**Aim of the exercise**
Repeat each record below exactly, dropping the pictures.
-- Recorded information follows --
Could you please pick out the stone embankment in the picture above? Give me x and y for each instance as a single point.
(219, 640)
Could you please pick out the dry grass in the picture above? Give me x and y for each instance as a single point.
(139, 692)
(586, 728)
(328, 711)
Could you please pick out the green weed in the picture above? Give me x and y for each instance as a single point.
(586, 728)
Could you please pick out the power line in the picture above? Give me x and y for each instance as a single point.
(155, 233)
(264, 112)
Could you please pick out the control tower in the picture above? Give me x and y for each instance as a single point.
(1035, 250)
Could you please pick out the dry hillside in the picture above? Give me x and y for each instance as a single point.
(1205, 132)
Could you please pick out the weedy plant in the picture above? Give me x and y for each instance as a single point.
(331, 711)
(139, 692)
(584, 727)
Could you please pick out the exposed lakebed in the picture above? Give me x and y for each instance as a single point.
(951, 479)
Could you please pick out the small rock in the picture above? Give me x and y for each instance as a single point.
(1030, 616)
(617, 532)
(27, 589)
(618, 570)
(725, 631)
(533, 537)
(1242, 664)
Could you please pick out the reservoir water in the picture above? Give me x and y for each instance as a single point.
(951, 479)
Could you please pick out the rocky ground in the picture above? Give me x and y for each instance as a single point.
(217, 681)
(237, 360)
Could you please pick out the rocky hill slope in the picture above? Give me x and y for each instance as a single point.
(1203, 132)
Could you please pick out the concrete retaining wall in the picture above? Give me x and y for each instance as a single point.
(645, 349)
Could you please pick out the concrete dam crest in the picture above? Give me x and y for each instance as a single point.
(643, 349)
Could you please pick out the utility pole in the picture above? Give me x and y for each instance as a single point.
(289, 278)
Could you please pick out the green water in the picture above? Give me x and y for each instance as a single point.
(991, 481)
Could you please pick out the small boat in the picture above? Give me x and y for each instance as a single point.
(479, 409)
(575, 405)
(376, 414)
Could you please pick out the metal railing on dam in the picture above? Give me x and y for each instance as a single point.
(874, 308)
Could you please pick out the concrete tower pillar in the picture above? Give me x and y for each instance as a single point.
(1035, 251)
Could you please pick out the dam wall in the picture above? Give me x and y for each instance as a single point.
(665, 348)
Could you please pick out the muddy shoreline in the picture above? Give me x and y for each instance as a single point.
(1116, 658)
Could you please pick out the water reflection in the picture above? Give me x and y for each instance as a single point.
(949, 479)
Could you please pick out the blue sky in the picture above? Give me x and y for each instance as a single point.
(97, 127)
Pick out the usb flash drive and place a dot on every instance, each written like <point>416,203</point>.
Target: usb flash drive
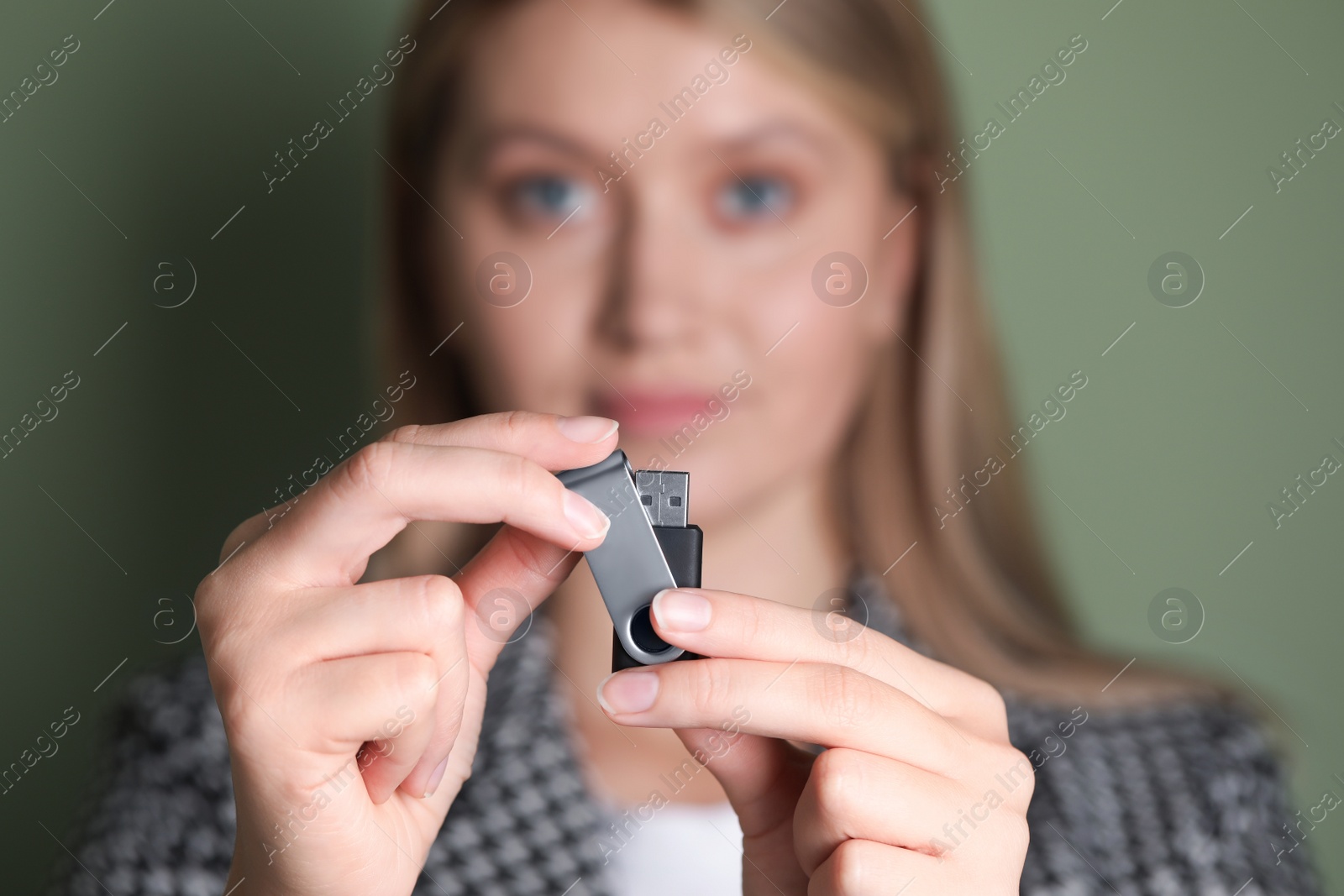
<point>645,550</point>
-- Recorded information concluded --
**Solution to this exercise**
Could you please pick out the stone embankment in the picture above? Give me x and y for each instance as a single point.
(219, 640)
Could you please pick out the dry grass in the picture above? Give me x and y for each instance as a single point.
(139, 692)
(586, 728)
(328, 711)
Could you please pick out the green weed in the picture above? Give me x and y for each instance as a single point.
(586, 728)
Could you please pick out the power line in the picture above? Give me x and y for each instance as a single point.
(155, 233)
(264, 112)
Could you please pick out the control tower in the picture above? Give me x and y for each instance as a single point.
(1035, 250)
Could you please pick out the dry hillside in the picture above? Give me x and y for each instance as a single point.
(1205, 132)
Could you please pick out the weedy plant in the picture above? Give me x and y for each instance as a single point.
(331, 711)
(139, 692)
(584, 727)
Could you please pick out the exposed lakebed in the picture above? Give me x and y for each instance as a single point.
(951, 479)
Could you please pick out the small rock in the picture above? Give me x and y for each instance as a single point.
(1030, 616)
(617, 532)
(27, 589)
(618, 570)
(725, 631)
(533, 537)
(1242, 664)
Could you please pick out the reservoir water in the picture above? Give me x and y for each instance as a single point.
(951, 479)
Could you please pick out the rocky ground in the picture above? Give me x and y for each instance as a single point.
(217, 681)
(237, 360)
Could you please pick out the rocky hill slope in the picture above? Give me x and y for each instance as a single point.
(1203, 132)
Could you please pick out the concrete retaining wall in the picture above? Give me x and y for each instance as a single point.
(645, 349)
Could you please pick out the concrete dam crest in the picture above? Give me x and y for each instance as a single point.
(643, 349)
Could you please pick out the utility pole in the picture above? Give me x and y for each instance as a single point.
(289, 278)
Could you please pick out the green water in the picture above? Give me x and y for each instance as a single point.
(991, 481)
Could you please pick out the small boat in the picture above? Give me x and y for each instance as a single point.
(479, 409)
(575, 405)
(376, 414)
Could you please pick out the metal railing on dam in the picture above? Give me x and y for each instance as a single point.
(874, 308)
Could you please pick out the concrete tower pillar in the picture above? Give me x and y for each instance as a single point.
(1035, 251)
Could you please pick out the dam wall in the picture above? Give me x and y for each instance as a single point.
(665, 348)
Could you please pick out the muddy shoreline in the picture above? Give me x and y for each instance as a single point.
(1116, 658)
Could you please pick out the water reflection in the picture above? Give me x and y for each instance as a single point.
(949, 479)
Could you please pick out the blue sky in the picture above? Give me x and y for each instance as a single point.
(97, 127)
Pick out the usb flash drive and place a dot on every instance, each written like <point>416,203</point>.
Target: usb flash drive
<point>645,550</point>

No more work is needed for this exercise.